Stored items
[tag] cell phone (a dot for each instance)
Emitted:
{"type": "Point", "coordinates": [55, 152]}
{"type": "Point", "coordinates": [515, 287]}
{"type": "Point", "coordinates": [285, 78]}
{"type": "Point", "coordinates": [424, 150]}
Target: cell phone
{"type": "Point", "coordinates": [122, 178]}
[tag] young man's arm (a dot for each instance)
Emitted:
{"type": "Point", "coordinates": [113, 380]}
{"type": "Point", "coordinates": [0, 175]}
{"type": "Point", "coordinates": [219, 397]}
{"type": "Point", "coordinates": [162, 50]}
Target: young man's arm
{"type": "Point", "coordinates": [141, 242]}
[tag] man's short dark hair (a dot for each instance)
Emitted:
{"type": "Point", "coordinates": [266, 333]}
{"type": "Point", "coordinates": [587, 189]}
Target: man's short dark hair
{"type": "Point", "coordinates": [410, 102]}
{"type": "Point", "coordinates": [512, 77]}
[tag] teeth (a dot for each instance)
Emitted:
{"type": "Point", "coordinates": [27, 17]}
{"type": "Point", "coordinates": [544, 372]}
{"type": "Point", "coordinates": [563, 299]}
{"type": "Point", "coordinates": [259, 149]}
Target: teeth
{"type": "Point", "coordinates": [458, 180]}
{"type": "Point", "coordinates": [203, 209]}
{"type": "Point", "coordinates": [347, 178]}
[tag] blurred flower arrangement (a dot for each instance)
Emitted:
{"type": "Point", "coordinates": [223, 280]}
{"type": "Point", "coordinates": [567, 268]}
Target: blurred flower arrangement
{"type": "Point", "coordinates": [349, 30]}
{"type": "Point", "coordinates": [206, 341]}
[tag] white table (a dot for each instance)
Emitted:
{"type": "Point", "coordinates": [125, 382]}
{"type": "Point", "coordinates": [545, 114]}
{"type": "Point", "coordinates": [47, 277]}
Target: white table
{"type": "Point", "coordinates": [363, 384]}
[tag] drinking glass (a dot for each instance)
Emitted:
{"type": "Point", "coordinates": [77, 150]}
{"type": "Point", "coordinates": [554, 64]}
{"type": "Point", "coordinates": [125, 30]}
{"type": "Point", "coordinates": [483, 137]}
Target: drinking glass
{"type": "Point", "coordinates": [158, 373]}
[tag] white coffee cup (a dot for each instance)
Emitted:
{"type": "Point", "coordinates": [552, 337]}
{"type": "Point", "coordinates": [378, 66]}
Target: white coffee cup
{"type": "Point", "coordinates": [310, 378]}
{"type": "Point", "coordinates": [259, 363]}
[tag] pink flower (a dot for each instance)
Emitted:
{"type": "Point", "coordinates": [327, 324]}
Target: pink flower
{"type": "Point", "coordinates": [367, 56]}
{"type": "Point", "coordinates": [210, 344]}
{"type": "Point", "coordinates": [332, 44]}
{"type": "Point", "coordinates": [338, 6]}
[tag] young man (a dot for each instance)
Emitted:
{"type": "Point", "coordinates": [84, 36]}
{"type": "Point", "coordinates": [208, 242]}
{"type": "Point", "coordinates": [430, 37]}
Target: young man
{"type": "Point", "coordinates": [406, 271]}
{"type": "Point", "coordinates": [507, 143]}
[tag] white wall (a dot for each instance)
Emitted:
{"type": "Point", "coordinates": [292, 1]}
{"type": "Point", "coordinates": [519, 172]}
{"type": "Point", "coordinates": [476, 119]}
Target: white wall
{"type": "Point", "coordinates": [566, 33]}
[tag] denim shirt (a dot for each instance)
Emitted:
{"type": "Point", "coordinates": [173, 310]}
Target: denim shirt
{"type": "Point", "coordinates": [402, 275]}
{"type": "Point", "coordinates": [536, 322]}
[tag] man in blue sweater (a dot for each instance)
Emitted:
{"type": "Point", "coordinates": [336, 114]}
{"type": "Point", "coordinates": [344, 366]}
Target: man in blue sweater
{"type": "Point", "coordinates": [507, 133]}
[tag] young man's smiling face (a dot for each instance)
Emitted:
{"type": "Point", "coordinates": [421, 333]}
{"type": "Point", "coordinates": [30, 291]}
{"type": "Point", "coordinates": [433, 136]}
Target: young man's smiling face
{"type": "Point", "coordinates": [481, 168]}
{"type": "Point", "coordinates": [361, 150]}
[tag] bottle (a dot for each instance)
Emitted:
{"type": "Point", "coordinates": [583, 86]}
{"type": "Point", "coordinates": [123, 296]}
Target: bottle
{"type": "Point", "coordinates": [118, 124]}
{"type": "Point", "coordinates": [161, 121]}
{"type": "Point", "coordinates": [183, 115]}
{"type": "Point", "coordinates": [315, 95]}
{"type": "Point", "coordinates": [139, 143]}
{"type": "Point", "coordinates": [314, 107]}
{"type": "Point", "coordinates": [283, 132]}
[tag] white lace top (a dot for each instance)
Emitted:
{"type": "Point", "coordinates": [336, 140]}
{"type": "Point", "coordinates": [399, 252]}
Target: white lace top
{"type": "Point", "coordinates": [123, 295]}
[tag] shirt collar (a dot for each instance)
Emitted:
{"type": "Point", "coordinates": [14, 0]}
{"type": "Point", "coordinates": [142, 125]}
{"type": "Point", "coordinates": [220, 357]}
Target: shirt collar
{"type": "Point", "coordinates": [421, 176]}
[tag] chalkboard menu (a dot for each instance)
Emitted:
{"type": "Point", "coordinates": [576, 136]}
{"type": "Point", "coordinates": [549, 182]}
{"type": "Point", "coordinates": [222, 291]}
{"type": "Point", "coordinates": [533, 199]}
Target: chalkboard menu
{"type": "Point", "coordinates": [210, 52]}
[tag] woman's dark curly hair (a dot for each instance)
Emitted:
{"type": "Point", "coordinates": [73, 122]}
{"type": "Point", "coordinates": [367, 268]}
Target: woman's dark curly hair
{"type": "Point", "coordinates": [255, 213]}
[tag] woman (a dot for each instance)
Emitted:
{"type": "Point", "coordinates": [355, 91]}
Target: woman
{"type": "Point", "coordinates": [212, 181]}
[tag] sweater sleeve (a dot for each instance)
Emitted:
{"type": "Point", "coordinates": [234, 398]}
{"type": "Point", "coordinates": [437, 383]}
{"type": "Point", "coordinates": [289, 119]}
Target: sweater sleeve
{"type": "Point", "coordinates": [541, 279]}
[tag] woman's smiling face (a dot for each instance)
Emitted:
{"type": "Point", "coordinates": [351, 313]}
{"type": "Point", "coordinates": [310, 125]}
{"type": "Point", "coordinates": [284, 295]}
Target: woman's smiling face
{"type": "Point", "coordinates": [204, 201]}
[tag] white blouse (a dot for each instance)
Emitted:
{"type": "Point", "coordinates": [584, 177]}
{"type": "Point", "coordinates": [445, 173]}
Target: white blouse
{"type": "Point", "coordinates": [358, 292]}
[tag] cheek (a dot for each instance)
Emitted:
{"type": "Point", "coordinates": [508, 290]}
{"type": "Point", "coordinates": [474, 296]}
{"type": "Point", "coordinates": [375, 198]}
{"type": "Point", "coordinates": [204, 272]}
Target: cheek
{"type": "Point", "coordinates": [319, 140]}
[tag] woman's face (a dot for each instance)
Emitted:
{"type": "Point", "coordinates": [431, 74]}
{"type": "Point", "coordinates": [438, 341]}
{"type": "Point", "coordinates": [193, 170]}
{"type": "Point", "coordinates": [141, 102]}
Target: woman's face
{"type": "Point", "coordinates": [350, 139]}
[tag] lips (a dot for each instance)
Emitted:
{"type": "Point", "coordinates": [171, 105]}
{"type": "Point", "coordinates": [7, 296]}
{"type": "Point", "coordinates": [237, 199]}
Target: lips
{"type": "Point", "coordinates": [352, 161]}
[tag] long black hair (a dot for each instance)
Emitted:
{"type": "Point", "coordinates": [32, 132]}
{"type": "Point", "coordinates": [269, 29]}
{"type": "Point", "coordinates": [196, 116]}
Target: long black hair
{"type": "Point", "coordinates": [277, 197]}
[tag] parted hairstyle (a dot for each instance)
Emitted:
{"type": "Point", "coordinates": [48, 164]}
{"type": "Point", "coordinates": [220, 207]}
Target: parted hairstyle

To be done: Give back exactly the lines from the line containing "[tag] long black" to the end of the entries, and no other lines.

Answer:
[tag] long black hair (a dot for each instance)
Emitted:
{"type": "Point", "coordinates": [32, 132]}
{"type": "Point", "coordinates": [269, 29]}
{"type": "Point", "coordinates": [196, 116]}
Target: long black hair
{"type": "Point", "coordinates": [277, 197]}
[tag] parted hairstyle (a dot for each instance)
Emitted:
{"type": "Point", "coordinates": [48, 164]}
{"type": "Point", "coordinates": [220, 207]}
Target: parted hairstyle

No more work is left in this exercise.